(EXERCISE DETAILS)
The records below should be written out again, exactly.

Dataset records about object locations:
— begin —
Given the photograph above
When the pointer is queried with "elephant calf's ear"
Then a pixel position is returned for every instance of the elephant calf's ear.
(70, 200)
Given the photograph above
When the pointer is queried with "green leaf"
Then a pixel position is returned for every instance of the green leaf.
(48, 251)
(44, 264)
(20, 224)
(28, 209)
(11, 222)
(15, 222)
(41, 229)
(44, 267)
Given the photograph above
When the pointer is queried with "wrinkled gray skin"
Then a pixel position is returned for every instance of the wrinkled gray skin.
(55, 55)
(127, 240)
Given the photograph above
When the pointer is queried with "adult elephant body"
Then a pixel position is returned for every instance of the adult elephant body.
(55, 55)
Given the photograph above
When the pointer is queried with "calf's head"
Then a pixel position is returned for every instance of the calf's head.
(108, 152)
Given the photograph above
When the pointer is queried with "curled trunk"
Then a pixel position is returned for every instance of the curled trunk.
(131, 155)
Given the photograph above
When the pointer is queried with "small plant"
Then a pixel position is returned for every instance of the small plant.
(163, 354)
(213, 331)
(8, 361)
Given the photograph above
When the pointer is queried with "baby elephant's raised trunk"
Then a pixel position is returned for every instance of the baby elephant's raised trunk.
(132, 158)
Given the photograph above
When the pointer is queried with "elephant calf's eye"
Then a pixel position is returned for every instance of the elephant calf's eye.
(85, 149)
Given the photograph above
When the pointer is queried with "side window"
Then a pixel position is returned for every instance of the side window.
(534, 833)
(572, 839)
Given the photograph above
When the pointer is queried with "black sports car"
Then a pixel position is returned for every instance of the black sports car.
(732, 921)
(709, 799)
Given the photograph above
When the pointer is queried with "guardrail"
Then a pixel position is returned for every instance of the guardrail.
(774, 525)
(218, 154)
— end —
(FULL ANSWER)
Given the photograph above
When the pointer is queried with "elephant calf's ear"
Then a pixel position is returned for every instance of the elephant calf's ear.
(70, 200)
Given the photograph above
When the pointer is queried with "green leaf"
Then a pixel position is returned for every instance of the green leaf.
(48, 251)
(44, 264)
(20, 224)
(28, 209)
(11, 222)
(15, 222)
(41, 229)
(44, 267)
Given the photograph above
When the pointer is queried with "wrinkled gray skin"
Then a pixel position is returned for every instance of the wrinkled gray skin.
(55, 55)
(127, 240)
Given the photograph above
When the pointer is queried with "adult elephant body"
Then a pixel position is returned for every instance of the adult elephant body.
(55, 55)
Given the photograph above
When the pointer is queried with "calf's head"
Then a pixel position is returned for every instance of the calf's head.
(108, 152)
Given the photograph above
When the pointer is queried with "curled trunk"
Then a pixel position is returned for every instance of the curled trunk.
(131, 155)
Given the photograph above
When the pointer is queried with "small plant"
Then a pixel position is returned for every instance of the small plant.
(163, 354)
(213, 331)
(8, 361)
Given the photograph above
When the pointer is queried with "baby elephant's raised trunk"
Then a pixel position is returned for every instance of the baby elephant's raised trunk.
(132, 158)
Given the photograph above
When the pointer is queried with "elephant calf's eye"
Then a pixel position is returned for every instance of the elephant calf's eye.
(85, 149)
Given the photograph above
When the pointer is queried with "side window"
Then a pixel position is returned for every instance of the side window.
(534, 833)
(572, 839)
Given the photograph above
When the pointer is queried with "black sports car"
Then a pixel position is returned for every instance of the black sports car.
(732, 921)
(709, 799)
Given the photograph above
When the pointer is queried with "guardrail"
Then a pixel position is returned for every instance of the guardrail.
(774, 525)
(218, 154)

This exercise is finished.